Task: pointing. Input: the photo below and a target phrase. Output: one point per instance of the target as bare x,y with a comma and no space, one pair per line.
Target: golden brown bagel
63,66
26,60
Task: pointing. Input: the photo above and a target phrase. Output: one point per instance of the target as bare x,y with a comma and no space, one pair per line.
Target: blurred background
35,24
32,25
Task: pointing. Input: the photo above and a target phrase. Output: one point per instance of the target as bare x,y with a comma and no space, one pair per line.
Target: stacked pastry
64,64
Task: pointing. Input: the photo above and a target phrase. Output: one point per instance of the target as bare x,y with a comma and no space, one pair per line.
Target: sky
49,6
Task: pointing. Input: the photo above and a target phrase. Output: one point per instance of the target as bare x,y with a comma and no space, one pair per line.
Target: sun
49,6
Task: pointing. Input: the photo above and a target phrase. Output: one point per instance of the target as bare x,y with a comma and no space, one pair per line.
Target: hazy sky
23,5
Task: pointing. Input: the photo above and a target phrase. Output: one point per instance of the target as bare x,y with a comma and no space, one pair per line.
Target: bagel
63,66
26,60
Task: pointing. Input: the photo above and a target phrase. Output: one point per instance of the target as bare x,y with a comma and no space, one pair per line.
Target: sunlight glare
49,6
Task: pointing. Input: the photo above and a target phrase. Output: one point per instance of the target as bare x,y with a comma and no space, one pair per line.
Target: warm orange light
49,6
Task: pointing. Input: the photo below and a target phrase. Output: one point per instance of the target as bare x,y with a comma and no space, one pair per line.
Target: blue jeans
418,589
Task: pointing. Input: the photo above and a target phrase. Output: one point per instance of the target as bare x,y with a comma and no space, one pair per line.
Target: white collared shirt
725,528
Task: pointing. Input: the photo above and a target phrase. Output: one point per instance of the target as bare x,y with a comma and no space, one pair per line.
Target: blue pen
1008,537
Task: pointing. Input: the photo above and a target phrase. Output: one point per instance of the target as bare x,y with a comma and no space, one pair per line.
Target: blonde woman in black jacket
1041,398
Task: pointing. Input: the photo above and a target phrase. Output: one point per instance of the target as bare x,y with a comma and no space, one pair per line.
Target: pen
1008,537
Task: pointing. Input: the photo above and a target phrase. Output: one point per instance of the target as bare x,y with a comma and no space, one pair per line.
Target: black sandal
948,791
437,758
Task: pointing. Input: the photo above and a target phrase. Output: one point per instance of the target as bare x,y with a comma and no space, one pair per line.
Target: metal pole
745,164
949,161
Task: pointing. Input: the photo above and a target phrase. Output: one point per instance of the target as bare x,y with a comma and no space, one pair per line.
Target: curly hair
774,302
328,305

TASK INSTRUCTIONS - Repeat the data in its entirety, character for character.

EXPECTED OUTPUT -
Task: pointing. Input: the photo below and a target phrase. Output: one point per instance of the target as bare x,y with a comma and no space, one pair per line.
Target: golden brown bagel
63,66
26,60
Task: pointing. Input: the photo above and a target phrase. Output: one point per instance of the target as bare x,y with a comma and no space, one pair per line.
Target: blurred background
35,24
32,25
Task: pointing. Input: the photo above and a target phrase. Output: one point per instance of the target as bare x,y with a comma and no space, one pair per line.
Target: stacked pastry
64,64
Task: pointing. Input: the photo above and a target phrase. Output: one point per instance of the target as bare x,y with a comma and no space, one pair per line.
Target: sky
49,6
Task: pointing. Input: the photo above and a target phrase. Output: one point per instance of the target as bare x,y with a comma and no space, one pair per line.
Target: sun
49,6
Task: pointing. Input: the photo above and a target phrase. Output: one point per instance of the target as bare x,y with a comma and no space, one pair per line.
Target: hazy sky
23,5
Task: pointing. Input: the photo above and a target phrase. Output: one point per instance of the target as bare x,y with a comma and no space, one pair per line.
Target: bagel
63,66
26,60
Task: pointing. Input: the photo above and a target phrase. Output: one point per instance of the target as bare x,y with a comma and no space, one pair per line.
Target: sunlight glare
49,6
Task: pointing. Input: the photo above and a target phrase. Output: one point per instance of the target as bare x,y with a comma and no space, one pair per line.
Target: warm orange light
49,6
Task: pointing. Input: the photo below and a target phrase. Output: one point per instance of the target as bare x,y with a comma and no space, one pair per line.
Target: blue jeans
418,589
Task: pointing. Input: the photo above and a target phrase. Output: one point per instance of the target as bare x,y with a comma and no space, one pair per line.
Target: white collared shirt
725,528
Task: pointing. Input: the photo above and a target phrase. Output: one point per instance of the target as bare x,y with a comma and no space, one pair per line.
Target: blue pen
1008,537
Task: pointing. Input: the photo above and a target phrase. Output: one point per instance of the target as bare x,y with a comma and no space, one pair per line.
Target: blonde woman in black jacket
1041,398
Task: pointing. Input: the photo above and a target phrase. Output: one point per instance of the target as bare x,y with a comma and no space, one pair per line.
Target: pen
1008,537
Task: pointing. Input: the photo above and a target phrase. Output: one point per instance of the target as bare x,y with a comma and no space, one pair per line.
Target: black sandal
948,791
437,758
Task: pointing. Input: the photo above and a target phrase. Output: one point per instance of the target as bare x,y with a comma and no space, one pair per line.
Target: metal pole
745,164
949,161
Task: pointing. Input: the photo above and a target phrase. Output: one point per instance of the target as bare x,y with a comma and no space, one pair per line.
Target: curly hair
774,302
328,305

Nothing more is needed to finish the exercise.